+++ Data extracts

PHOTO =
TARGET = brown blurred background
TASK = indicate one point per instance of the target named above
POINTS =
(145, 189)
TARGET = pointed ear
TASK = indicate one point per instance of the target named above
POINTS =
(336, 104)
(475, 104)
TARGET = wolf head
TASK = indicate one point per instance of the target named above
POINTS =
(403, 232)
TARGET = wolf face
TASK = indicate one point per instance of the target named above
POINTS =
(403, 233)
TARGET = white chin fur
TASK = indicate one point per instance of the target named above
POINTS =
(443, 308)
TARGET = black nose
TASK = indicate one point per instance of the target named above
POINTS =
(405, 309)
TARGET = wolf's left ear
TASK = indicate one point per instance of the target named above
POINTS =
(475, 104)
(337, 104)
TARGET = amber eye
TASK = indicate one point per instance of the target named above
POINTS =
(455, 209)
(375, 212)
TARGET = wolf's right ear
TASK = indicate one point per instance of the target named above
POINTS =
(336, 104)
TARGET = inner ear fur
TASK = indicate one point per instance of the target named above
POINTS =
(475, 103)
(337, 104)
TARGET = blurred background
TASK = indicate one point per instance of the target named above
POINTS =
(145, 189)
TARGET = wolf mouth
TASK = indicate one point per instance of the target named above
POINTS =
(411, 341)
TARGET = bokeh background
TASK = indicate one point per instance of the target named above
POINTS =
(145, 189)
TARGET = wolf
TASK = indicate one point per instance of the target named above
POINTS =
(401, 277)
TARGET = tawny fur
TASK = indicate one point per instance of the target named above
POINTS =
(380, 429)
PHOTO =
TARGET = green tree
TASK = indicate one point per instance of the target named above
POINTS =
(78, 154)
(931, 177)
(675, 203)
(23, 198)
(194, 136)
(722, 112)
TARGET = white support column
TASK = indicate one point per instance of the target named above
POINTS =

++++++

Try it: Write out exactly the lines above from the line with "TARGET = brown blurred background" through the line with "TARGET = inner ear fur", both of them included, and leave out all other lines.

Task result:
TARGET = brown blurred background
TASK = indicate one point per instance of the target named above
POINTS =
(145, 189)
TARGET = pointed ear
TASK = indicate one point per instance of the target named above
POINTS =
(336, 104)
(475, 104)
TARGET = wolf head
TASK = indicate one point per instance of the target named above
POINTS =
(403, 232)
TARGET = wolf face
TASK = indicate one point per instance of the target named above
POINTS =
(403, 233)
TARGET = white chin fur
TASK = indicate one point per instance of the target named above
POINTS =
(443, 308)
TARGET = black nose
TASK = indicate one point per instance of the target named above
POINTS =
(405, 309)
TARGET = wolf's left ear
TASK = indicate one point per instance of the target named above
POINTS =
(475, 104)
(337, 104)
TARGET = amber eye
TASK = indicate one point per instance of the target named above
POINTS =
(455, 209)
(375, 212)
TARGET = wolf's right ear
TASK = indicate one point per instance of the target named above
POINTS =
(336, 104)
TARGET = inner ear fur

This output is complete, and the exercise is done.